*** BRANO FORNITO ***

La Marzano si ferma un passo prima e non arriva a chiedere quello che invece altri, senza ipocrisie e fumosi pensamenti, reclamano. Se le donne italiane sono tra le più tirchie ed egoiste d’Europa, occorre incentivare la cessione degli ovuli pagandoli, come fanno in alcuni Paesi europei. Magari con i soldi dello Stato, per evitare odiose discriminazioni, introducendo la fecondazione assistita nei Lea, i “Livelli essenziali di assistenza” a carico del Servizio sanitario nazionale. Le direttive del ministero della Sanità dicono il contrario, ma non è detto che passino. Perché nel settore della fecondazione eterologa il gioco della domanda e dell’offerta risulta sballato: la prima c’è, ed è grande, l’altra manca del tutto. Dunque, bisogna intervenire per ristabilire le regole del mercato, eliminare le storture dello scambio ineguale e ristabilire le priorità dei diritti e dei desideri. Magari con il social egg freezing, il frigorifero degli “ovuli equi e solidali”, come fanno da qualche parte, così che sarà possibile per le mamme in attesa (artificiale) scegliere in un campionario di ovociti illimitati e a basso costo.

*** CONTENUTO DEI DATI ***

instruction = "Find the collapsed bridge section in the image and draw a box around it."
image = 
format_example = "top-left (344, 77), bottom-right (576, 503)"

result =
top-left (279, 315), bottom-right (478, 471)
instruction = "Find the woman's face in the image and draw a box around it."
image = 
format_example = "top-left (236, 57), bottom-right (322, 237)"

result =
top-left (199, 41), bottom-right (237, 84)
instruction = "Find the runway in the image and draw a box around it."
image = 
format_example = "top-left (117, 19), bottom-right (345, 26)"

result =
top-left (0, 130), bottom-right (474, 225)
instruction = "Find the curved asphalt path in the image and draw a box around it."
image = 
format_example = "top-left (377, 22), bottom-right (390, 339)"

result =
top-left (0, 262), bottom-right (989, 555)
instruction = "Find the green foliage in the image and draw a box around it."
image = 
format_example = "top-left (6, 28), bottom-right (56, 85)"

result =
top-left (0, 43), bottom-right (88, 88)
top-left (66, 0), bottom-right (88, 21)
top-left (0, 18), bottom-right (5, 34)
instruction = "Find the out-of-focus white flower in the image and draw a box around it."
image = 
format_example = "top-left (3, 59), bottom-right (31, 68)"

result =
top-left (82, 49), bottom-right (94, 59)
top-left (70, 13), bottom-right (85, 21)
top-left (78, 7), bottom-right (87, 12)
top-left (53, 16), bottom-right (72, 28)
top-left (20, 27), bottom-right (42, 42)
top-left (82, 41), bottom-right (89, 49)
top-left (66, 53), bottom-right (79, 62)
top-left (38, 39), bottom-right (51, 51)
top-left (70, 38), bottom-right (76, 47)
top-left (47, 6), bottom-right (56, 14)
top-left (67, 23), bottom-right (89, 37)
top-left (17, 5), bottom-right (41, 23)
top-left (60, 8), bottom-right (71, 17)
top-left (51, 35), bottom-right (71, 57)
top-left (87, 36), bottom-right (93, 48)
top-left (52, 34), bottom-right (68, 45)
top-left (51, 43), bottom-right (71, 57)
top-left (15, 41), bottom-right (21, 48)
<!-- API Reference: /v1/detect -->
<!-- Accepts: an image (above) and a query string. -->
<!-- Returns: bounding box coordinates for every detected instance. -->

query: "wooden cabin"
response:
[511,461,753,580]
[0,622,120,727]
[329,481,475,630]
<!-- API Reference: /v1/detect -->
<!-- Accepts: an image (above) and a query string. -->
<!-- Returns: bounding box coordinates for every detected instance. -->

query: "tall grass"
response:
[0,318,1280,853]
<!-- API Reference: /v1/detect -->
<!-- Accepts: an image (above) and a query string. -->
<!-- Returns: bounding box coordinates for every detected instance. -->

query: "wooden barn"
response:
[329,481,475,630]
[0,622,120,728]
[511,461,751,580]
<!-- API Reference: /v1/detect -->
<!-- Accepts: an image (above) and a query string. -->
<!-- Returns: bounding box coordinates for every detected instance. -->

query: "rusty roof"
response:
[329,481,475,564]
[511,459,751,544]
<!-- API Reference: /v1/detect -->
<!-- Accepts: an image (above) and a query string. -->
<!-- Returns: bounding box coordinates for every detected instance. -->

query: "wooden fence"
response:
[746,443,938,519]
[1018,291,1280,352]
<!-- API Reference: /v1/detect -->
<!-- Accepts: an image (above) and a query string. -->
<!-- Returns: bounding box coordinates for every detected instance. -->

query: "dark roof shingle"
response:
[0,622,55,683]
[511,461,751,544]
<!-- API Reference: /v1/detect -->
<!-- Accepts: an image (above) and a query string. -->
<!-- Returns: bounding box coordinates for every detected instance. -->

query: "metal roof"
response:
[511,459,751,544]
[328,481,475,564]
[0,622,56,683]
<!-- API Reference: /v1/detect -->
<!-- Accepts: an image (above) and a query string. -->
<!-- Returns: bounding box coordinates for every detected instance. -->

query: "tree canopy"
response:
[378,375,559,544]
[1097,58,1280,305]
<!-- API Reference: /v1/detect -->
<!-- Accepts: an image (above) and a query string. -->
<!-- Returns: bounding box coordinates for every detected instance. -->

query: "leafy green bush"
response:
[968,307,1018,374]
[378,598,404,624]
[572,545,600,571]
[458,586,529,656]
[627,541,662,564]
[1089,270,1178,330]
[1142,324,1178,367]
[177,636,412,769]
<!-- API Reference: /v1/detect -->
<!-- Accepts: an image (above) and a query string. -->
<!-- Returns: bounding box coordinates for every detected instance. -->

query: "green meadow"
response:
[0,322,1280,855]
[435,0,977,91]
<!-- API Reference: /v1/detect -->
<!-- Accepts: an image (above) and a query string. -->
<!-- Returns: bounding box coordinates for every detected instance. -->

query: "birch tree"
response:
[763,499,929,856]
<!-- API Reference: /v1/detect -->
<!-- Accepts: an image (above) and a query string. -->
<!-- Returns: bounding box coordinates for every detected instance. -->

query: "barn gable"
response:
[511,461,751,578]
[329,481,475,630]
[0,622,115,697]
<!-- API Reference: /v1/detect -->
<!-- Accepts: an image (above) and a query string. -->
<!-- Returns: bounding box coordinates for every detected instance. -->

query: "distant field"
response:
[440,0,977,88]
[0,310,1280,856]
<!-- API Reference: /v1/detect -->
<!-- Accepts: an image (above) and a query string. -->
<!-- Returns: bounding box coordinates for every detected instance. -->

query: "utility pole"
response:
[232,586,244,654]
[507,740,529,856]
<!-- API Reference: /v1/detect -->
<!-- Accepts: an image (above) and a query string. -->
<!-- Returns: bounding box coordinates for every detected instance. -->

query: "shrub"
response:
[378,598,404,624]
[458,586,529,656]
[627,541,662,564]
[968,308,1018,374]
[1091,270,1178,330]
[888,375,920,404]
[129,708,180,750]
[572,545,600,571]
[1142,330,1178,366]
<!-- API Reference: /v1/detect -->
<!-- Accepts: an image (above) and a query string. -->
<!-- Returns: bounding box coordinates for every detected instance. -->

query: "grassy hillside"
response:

***

ISTRUZIONI DA SEGUIRE:
Prosegua il brano sulla donazione degli ovuli, riprendendo subito dopo l'ultima frase riportata.

RISULTATO DEL COMPITO:
Qui vogliono arrivare queste laicisssime samaritane della donazione riproduttiva, che si appropriano senza pagare i diritti di parole evangeliche come sacrificio, gratuità, compassione, per legittimare pratiche che vengono spacciate per umanitarie quando invece non lo sono. E non sono solo i cattolici a dirlo. “Tecnorapine degli ovuli” sono state definite da alcune leader del femminismo europeo: loro non ritengono l’impossibilità della maternità una malattia e non mettono il figlio a ogni costo tra i diritti della coppia. Per questo, hanno l’onestà di mettere in guardia sui rischi per la donna del traffico di gameti, ovuli e uteri in affitto. Una nuova schiavitù, ben peggiore delle vecchie. È così difficile anche per una intellò come la Marzano tenerne conto prima di scomunicare tutte le donne italiane?